TASK ITEM =>
Put every line of the material below into a numbered list, skipping any blank lines.

RECORDS SUPPLIED =>
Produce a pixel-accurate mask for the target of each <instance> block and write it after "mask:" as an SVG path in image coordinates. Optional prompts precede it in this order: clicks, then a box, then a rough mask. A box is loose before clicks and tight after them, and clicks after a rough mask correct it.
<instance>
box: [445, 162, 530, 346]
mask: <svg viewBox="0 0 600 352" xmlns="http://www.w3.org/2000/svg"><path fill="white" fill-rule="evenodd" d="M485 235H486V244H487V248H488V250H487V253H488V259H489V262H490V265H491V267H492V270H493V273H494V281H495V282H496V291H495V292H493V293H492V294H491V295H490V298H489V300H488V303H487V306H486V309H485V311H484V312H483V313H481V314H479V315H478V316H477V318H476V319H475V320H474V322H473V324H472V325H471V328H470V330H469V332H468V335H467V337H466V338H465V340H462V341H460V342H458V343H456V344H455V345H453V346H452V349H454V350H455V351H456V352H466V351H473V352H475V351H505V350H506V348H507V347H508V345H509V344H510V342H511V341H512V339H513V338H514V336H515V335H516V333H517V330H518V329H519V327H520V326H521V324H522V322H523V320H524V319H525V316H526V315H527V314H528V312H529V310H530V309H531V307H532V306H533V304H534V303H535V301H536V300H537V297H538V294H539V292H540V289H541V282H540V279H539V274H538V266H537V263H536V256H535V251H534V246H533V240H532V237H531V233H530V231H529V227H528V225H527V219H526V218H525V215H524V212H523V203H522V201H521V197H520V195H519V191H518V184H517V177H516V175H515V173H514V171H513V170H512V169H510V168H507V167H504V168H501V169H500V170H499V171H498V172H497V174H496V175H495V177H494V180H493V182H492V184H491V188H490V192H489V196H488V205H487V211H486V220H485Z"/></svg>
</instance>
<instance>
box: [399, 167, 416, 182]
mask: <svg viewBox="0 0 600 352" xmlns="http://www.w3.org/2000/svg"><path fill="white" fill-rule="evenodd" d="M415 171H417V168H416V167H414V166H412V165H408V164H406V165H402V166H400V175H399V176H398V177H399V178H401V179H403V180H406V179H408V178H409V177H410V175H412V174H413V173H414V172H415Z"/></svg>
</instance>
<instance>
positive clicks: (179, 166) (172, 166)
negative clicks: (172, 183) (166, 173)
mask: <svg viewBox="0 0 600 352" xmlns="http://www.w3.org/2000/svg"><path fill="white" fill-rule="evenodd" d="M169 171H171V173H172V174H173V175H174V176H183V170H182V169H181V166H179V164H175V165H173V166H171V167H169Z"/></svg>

WORKED SOLUTION =>
1. Produce a pixel-accurate mask for the target of each <instance> block and write it after "mask:" as an SVG path in image coordinates. Optional prompts precede it in this order: clicks, then a box, then a rough mask. A box is loose before clicks and tight after them, and clicks after a rough mask correct it.
2. <instance>
3. box: [445, 162, 530, 346]
4. mask: <svg viewBox="0 0 600 352" xmlns="http://www.w3.org/2000/svg"><path fill="white" fill-rule="evenodd" d="M485 235H486V244H487V248H488V250H487V253H488V259H489V262H490V265H491V267H492V270H493V273H494V281H495V282H496V291H495V292H493V293H492V294H491V295H490V298H489V300H488V303H487V306H486V309H485V311H484V312H483V313H481V314H479V315H478V316H477V318H476V319H475V320H474V322H473V324H472V325H471V328H470V330H469V332H468V335H467V337H466V338H465V340H462V341H460V342H458V343H456V344H455V345H453V346H452V349H454V350H455V351H456V352H466V351H473V352H475V351H505V350H506V348H507V347H508V345H509V344H510V342H511V341H512V339H513V338H514V336H515V335H516V333H517V330H518V329H519V327H520V326H521V324H522V322H523V320H524V319H525V316H526V315H527V314H528V312H529V310H530V309H531V307H532V306H533V304H534V303H535V301H536V300H537V297H538V294H539V292H540V289H541V282H540V279H539V274H538V266H537V263H536V256H535V251H534V246H533V240H532V237H531V233H530V231H529V227H528V225H527V219H526V218H525V215H524V212H523V203H522V201H521V197H520V195H519V191H518V184H517V177H516V175H515V173H514V171H513V170H512V169H510V168H507V167H504V168H501V169H500V170H499V171H498V172H497V174H496V175H495V177H494V180H493V182H492V184H491V188H490V192H489V196H488V205H487V211H486V220H485Z"/></svg>
5. </instance>
6. <instance>
7. box: [399, 167, 416, 182]
8. mask: <svg viewBox="0 0 600 352" xmlns="http://www.w3.org/2000/svg"><path fill="white" fill-rule="evenodd" d="M415 171H417V168H416V167H414V166H412V165H408V164H406V165H402V166H400V175H399V176H398V177H399V178H401V179H403V180H406V179H408V178H409V177H410V175H412V174H413V173H414V172H415Z"/></svg>
9. </instance>
10. <instance>
11. positive clicks: (179, 166) (172, 166)
12. negative clicks: (172, 183) (166, 173)
13. mask: <svg viewBox="0 0 600 352" xmlns="http://www.w3.org/2000/svg"><path fill="white" fill-rule="evenodd" d="M169 171H171V173H172V174H173V175H174V176H183V170H182V169H181V166H179V164H175V165H173V166H171V167H169Z"/></svg>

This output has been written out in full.